# What this exercise asks
**A.** According to the Ebola article, how many health workers were in the Cuban group that arrived in Sierra Leone, Liberia, and Guinea?
**B.** Reproduce word for word everything in the Ebola article from "Yang noted that" down to "virus, Yang said.".

# Supplied text
Segment Open
As the Ebola death toll currently stands at about 4,500, the United Nations is urging the global community to help tackle the outbreak. Even to simply slow down the virus’ spreading pace, international aid would have to increase 20-fold, said UN Secretary-General Ban Ki-moon.
Cuba was one of the first countries to send medical staff to the West African nations fighting the epidemic. A group of 165 health workers arrived in Sierra Leone, Liberia, and Guinea, and several more groups are expected there. The Cuban team consists of 100 nurses, 50 doctors, three epidemiologists, three intensive care specialists, three infection control specialist nurses, and five social mobilization officers.
This is the largest foreign medical team from a single country to take up the call since the beginning of the outbreak.
“Cuba is the only one that I know is responding with human resources in terms of health doctors and nurses,” said Nkosazana Dlamini-Zuma, chairwoman for the African Union.
Cuba boasts one of the best medical systems in the world, and often lends a helping hand in the aftermath of natural disasters and epidemics.
Cuba provided care to about 40 percent of the victims of the Haiti earthquake in 2010, and almost 50,000 Cuba-trained health employees work in many countries across the globe.
On Monday, Havana will host a summit of leaders of the Bolivarian Alliance for the Americas (ALBA), aimed at ramping up Ebola response support.
In the past, Cuba had close ties with many African states. It previously sent troops to Angola and helped Nelson Mandela in his fight against Apartheid. It has also sent doctors to conflict-affected countries around the world.
US State Secretary of State John Kerry on Friday spoke about Cuba as one of the “nations large and small stepping up in impressive ways to make a contribution on the front lines.”

 China, US Cooperation
Setting aside their differences, the US and China have agreed to cooperate in stepping up efforts to control the Ebola epidemic in Africa.
Visiting Chinese State Councillor Yang Jiechi and US Secretary of State John Kerry, who met in Boston, agreed to enhance cooperation on fighting the Ebola epidemic, Chinese Foreign Ministry spokesman Qin Gang said.
Yang noted that Ebola, which continues to spread in West Africa, has become a threat to the public health and requires concerted efforts by the international community.
The United States and China have their respective advantages in fighting the deadly virus, Yang said.
Segment Closed
# Material provided
Segment Open
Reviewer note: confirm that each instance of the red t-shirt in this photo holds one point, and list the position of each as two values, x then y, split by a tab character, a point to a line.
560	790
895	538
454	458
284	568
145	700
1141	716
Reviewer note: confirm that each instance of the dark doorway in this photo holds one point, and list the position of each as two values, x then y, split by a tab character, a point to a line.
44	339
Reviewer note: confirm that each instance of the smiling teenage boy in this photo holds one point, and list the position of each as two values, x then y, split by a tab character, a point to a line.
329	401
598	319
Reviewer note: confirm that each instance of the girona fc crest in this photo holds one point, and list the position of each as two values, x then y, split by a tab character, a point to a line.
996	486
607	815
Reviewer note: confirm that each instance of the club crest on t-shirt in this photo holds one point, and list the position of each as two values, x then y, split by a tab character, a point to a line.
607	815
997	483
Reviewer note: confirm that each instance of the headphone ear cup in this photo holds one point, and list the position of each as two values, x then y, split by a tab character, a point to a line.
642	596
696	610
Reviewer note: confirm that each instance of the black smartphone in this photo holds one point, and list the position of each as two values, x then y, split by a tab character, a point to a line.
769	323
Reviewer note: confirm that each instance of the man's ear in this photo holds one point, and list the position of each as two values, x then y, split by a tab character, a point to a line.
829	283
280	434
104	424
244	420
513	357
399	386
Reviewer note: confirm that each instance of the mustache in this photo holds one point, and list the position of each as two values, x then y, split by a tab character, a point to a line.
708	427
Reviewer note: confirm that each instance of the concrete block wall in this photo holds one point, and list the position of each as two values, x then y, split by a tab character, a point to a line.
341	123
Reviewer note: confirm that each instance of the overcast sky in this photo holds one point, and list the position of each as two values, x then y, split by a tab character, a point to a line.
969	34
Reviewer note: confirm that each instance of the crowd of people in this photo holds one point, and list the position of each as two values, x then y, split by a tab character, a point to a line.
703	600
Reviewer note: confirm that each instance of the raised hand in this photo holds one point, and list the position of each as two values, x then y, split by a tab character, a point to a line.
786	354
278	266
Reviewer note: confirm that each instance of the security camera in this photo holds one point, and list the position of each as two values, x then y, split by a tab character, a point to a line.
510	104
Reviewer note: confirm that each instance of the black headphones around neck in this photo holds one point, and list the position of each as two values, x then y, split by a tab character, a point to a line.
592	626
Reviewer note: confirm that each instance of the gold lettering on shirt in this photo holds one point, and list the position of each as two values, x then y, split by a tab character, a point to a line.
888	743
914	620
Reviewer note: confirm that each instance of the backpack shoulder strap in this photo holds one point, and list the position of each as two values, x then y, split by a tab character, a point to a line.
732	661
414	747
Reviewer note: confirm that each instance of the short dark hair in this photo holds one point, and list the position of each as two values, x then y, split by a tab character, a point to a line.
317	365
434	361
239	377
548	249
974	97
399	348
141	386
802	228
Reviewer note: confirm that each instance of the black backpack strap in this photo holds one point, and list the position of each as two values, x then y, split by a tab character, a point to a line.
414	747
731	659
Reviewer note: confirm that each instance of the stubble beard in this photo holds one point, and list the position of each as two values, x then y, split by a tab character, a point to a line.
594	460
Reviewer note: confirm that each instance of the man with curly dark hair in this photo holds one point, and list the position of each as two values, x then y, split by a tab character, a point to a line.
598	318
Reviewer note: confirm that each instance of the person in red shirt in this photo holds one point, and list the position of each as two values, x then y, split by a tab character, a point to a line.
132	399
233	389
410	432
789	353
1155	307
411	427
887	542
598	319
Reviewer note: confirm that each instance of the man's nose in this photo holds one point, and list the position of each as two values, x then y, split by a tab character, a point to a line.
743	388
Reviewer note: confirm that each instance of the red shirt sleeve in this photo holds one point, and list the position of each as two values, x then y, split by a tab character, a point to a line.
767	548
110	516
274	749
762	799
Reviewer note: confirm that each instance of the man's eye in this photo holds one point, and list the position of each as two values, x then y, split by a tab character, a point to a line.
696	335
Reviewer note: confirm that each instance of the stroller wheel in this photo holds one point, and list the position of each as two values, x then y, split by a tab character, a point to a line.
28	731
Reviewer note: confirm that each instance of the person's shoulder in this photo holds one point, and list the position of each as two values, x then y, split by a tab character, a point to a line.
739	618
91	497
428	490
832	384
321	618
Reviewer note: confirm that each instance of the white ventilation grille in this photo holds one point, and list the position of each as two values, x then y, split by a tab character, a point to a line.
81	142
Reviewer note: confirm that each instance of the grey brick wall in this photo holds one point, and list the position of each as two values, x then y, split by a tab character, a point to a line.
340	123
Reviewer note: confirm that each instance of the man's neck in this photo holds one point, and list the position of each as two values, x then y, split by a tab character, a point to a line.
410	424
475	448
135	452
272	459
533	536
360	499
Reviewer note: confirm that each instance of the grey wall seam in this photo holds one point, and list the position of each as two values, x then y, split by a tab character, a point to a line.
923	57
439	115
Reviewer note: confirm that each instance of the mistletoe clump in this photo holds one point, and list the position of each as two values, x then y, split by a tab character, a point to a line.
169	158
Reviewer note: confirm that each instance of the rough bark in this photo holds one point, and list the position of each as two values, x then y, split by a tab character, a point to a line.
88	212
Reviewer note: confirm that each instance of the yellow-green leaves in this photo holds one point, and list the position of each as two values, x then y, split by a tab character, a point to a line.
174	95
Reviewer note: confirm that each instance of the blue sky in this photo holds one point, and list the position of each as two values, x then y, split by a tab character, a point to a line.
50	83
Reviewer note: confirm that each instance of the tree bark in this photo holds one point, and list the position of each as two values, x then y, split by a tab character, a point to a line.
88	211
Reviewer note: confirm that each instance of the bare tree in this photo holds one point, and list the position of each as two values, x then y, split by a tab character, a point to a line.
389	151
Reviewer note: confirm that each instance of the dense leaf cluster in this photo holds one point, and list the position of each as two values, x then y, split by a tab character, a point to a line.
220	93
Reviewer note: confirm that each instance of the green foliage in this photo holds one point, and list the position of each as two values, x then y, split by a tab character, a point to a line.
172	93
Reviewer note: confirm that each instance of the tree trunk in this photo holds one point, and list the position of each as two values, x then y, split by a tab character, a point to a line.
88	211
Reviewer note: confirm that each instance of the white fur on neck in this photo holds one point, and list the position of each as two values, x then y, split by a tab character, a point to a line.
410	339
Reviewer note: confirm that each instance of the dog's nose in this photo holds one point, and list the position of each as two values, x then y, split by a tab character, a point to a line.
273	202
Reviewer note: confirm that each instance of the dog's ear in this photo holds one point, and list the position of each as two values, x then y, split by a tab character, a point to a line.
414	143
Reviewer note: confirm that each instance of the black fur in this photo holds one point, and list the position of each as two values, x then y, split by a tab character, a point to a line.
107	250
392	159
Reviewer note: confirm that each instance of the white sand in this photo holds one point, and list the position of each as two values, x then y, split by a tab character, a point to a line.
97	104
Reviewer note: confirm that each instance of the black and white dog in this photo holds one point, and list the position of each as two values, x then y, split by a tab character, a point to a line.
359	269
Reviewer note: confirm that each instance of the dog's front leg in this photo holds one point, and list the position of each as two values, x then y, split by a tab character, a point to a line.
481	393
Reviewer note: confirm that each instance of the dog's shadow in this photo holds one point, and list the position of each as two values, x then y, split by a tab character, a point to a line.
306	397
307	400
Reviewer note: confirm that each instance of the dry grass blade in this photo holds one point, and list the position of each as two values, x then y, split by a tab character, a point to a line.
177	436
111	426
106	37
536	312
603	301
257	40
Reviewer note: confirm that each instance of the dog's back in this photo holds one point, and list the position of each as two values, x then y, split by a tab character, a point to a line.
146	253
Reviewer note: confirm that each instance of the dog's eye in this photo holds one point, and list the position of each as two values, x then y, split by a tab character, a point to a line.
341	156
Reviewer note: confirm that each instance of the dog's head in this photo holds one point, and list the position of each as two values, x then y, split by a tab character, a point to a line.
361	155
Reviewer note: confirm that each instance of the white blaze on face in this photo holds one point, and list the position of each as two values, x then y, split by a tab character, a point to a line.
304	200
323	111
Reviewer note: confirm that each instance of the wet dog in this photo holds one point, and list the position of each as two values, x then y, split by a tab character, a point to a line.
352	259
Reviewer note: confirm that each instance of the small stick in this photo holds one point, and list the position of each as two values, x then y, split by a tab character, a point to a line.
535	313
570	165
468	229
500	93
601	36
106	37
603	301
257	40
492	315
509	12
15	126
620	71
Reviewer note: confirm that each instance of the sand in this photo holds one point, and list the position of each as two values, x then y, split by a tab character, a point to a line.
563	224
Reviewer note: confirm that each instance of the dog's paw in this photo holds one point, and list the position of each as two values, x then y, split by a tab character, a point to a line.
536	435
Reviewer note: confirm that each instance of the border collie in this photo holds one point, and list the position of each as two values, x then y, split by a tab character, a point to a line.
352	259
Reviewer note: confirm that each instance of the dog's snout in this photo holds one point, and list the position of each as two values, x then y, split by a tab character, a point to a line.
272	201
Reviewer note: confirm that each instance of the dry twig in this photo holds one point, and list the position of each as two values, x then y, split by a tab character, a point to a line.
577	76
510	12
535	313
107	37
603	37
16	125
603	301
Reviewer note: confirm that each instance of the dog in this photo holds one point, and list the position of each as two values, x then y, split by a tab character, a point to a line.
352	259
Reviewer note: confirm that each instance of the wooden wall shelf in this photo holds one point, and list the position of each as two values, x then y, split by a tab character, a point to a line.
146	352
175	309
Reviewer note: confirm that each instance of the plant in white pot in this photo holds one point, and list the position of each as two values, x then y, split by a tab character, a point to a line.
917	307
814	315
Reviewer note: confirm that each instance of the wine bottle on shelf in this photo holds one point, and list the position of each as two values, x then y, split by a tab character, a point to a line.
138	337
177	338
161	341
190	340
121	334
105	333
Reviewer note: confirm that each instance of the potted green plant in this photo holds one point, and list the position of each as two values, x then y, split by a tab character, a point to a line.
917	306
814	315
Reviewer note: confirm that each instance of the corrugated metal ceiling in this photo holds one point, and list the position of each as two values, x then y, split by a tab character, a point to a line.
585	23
Segment Closed
# Solutions by task
**A.** 165

**B.**
Yang noted that Ebola, which continues to spread in West Africa, has become a threat to the public health and requires concerted efforts by the international community.
The United States and China have their respective advantages in fighting the deadly virus, Yang said.